“Kansas City Mac”: The Archives of A. B. Macdonald
Macdonald, A[lexander] B[lack] (1871-1942). An extensive archive documenting the life and career of journalist A. B. Macdonald, including scrapbooks and loose files containing thousands of pages of newspaper clippings, correspondence, photographs, and ephemera. Housed in 24 folding archival cases and two large flat cases, about 14 linear feet total.
Alexander Black Macdonald was a journalist for the Kansas City Star. In 1931, he was awarded the Pulitzer Prize for journalism – the first Pulitzer for the Star and perhaps the first for a Missourian. Born on May 6, 1871 in Queens County, New Brunswick, the son of an itinerant minister. Recalling his father later he said:
"The greatest man I ever knew … was a preacher in a little Canadian village. He preached in three villages, riding on circuit, helping people. He did that for sixty years and died possessing a black broadcloth suit and $125. A great man and a great life."
As a teenager in the 1880s, Macdonald drifted south. In 1886, he fell in with members of the Forepaugh Circus and got a job writing publicity materials, traveling with the company. “circus work was good only through the summer,” he recalled. “In the winter I was broke.”
To make up for lean times, Macdonald got a temporary job with the Philadelphia Press in the winter of 1888. He took up with the circus again in the summer of 1889, ending up in St. Paul and spending the winter writing for the Globe. Another summer with the circus left him in Kansas City, and there he stayed, parlaying his writing experience into a job as a reporter. He worked first for the Kansas City Times (1891-1893), then the Kansas City World (1893), and the Kansas City Star (1894-1920). He took a leave from newspaper reporting to serve on the staff of Country Gentleman and Ladies’ Home Journal (1920-1928), but returned to the Kansas City Star in 1928, and continued there until his death. The great editor and newspaperman E. W. Howe called Macdonald “the Dean of American Reporters.”
For a newspaper reporter Macdonald had an extraordinarily varied career. He started with stories on true crime. Not content merely to report, he also investigated the cases himself. In 1898, for example, he helped acquit Dr. Joseph C. Hearne, accused of murdering Amos J. Stillwell, by demonstrating that the number of matches burned at the scene indicated a time frame that put Dr. Hearne in the clear. Later he would find the witness whose testimony demonstrated the guilt of A. D. Payne in a sensational case that won Macdonald the Pulitzer. Another investigative series ended the career of John R. Brinkley, a quack doctor who promised miracle cures made from goat glands. His reporting on Johnny McNeil, a boy who spent two weeks in jail awaiting trial for stealing 55 cents from another youth, led to Judge John W. Wofford’s establishment of a juvenile court system in Kansas City, the first in the nation.
Macdonald was fascinated also with the outlaws and lawmen of the Old West, seeking out those who were still alive and interviewing their descendants. Among the clippings and correspondence here are photographs of the mother and children of Jesse James, letters from Emmet Dalton and Henry Starr, and original photographs of Cole Younger and Al Jennings. Conversations with one witness to the old days, Fred E. Sutton, led to Macdonald’s book, Hands Up! Stories of the Six-Gun Fighters of the Old Wild West. Abraham Lincoln (who might have sported a badge and a gun himself had his life taken a different turn) was also a lifelong interest, and Macdonald filled three large scrapbooks with articles on Lincoln by himself and others.

● What this exercise asks:
[1] Translate this sentence from the Macdonald archive description into Spanish: "For a newspaper reporter Macdonald had an extraordinarily varied career."
[2] In the Macdonald archive description, take the part that opens with the words containing "Macdonald was fascinated" and closes with "himself and others.", and write it out again with "albums" substituted for "scrapbooks".
Rely only on the Macdonald archive description.

● Dataset content:
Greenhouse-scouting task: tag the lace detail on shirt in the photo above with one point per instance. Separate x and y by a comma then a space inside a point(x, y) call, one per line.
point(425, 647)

● Response list:
[1] Para ser reportero de prensa, Macdonald tuvo una carrera extraordinariamente variada.

[2]
Macdonald was fascinated also with the outlaws and lawmen of the Old West, seeking out those who were still alive and interviewing their descendants. Among the clippings and correspondence here are photographs of the mother and children of Jesse James, letters from Emmet Dalton and Henry Starr, and original photographs of Cole Younger and Al Jennings. Conversations with one witness to the old days, Fred E. Sutton, led to Macdonald’s book, Hands Up! Stories of the Six-Gun Fighters of the Old Wild West. Abraham Lincoln (who might have sported a badge and a gun himself had his life taken a different turn) was also a lifelong interest, and Macdonald filled three large albums with articles on Lincoln by himself and others.